PROBLEM = Leaving pictures aside, set down each line exactly, from the first line of the data to the line with "the front wheel", both included.

● ● ● ● ●

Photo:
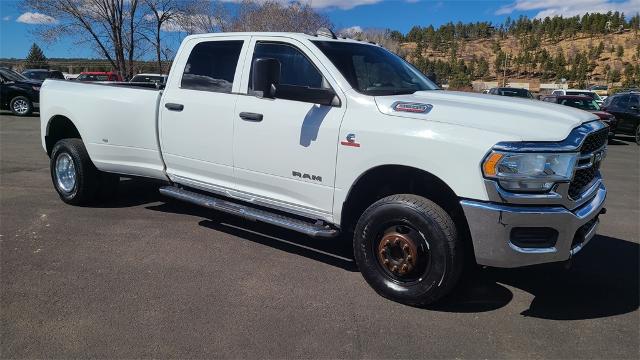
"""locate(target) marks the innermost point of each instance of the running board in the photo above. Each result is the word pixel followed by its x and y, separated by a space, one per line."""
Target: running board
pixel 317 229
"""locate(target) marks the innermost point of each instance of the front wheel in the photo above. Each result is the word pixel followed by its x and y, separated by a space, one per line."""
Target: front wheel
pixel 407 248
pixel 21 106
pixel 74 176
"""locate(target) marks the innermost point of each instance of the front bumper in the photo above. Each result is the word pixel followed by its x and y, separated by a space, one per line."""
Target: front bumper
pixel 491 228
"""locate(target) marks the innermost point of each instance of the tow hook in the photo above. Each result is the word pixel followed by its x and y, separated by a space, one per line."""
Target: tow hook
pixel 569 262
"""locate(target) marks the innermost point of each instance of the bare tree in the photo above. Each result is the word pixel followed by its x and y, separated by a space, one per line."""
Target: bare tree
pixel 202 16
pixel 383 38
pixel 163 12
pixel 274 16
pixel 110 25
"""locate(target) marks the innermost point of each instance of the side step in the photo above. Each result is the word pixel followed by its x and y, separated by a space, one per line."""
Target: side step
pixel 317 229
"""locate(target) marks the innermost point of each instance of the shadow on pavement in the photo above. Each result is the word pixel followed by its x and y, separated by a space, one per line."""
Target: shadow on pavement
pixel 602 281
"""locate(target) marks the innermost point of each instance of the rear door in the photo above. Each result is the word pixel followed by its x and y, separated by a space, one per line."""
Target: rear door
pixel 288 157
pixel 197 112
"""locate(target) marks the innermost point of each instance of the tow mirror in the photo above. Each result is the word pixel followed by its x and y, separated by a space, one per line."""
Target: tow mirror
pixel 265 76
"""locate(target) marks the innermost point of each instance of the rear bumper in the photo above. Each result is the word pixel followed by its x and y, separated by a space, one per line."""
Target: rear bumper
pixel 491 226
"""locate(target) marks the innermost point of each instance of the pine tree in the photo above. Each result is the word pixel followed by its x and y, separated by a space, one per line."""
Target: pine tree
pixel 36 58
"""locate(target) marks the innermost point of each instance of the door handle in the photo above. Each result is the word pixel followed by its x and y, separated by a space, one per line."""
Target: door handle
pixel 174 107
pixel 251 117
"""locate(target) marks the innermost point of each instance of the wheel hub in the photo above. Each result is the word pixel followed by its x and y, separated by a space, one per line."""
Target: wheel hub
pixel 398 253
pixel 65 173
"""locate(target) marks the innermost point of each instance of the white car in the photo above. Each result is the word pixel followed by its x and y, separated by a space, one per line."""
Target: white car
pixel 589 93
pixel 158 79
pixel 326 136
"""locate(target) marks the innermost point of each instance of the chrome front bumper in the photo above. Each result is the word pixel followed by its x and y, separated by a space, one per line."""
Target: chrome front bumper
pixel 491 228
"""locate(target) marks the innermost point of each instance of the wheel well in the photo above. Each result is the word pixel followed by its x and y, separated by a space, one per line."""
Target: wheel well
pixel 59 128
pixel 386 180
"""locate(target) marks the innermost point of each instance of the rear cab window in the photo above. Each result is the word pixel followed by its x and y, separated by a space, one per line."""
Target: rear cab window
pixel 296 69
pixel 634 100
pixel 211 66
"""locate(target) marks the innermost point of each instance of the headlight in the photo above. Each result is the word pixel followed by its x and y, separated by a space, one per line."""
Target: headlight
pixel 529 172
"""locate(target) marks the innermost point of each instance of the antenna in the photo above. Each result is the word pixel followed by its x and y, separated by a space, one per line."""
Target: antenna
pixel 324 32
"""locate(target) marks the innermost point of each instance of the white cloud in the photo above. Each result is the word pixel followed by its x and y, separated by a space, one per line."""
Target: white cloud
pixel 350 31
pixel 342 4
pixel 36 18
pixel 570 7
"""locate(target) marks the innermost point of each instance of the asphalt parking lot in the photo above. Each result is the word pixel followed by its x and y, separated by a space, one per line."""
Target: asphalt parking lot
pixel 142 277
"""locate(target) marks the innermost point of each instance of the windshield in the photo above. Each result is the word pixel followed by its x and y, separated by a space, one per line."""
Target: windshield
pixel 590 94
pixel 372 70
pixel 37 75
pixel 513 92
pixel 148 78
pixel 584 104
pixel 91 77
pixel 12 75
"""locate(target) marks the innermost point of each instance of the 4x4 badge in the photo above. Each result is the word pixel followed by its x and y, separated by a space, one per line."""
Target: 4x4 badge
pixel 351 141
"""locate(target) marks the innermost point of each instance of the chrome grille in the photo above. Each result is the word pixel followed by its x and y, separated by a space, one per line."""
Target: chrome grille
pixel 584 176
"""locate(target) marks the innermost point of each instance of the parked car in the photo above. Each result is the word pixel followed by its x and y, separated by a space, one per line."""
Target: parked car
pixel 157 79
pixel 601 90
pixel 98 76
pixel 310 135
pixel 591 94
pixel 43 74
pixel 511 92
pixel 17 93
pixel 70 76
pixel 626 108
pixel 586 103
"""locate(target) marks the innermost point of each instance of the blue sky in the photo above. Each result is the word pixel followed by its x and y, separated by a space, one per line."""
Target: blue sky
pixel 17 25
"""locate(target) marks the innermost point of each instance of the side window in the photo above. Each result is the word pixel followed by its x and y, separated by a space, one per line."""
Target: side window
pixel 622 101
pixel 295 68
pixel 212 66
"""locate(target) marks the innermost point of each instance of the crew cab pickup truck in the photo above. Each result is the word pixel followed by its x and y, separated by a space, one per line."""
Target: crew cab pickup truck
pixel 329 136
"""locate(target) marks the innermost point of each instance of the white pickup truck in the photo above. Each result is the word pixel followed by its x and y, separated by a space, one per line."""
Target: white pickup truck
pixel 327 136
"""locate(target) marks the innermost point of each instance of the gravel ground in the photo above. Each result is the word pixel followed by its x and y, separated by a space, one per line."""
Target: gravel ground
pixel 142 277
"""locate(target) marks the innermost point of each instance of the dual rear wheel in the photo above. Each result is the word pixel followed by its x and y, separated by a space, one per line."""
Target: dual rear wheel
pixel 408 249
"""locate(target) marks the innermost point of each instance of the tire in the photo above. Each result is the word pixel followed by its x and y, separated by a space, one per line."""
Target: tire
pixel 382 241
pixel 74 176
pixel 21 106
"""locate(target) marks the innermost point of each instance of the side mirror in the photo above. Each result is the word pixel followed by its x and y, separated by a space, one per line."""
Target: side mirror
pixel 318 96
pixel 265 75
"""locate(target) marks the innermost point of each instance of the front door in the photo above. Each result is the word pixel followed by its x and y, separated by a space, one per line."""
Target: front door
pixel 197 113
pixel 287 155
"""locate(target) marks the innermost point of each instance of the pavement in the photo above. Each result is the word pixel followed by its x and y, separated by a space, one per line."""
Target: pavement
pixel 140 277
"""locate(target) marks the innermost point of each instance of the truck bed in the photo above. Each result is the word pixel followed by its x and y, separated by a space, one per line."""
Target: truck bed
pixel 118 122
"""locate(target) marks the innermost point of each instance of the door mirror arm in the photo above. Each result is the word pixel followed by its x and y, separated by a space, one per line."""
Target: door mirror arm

● ● ● ● ●

SOLUTION TO THIS EXERCISE =
Photo:
"""locate(target) marks the innermost point of each instance of the running board in the photo above. Each result is the word pixel followed by its x and y, separated by a space, one per line."""
Target: running board
pixel 317 229
"""locate(target) marks the innermost point of each instance of the front wheel in the photo above. Each result is the word pixel followed by its x and y, separated by a space, one per line."""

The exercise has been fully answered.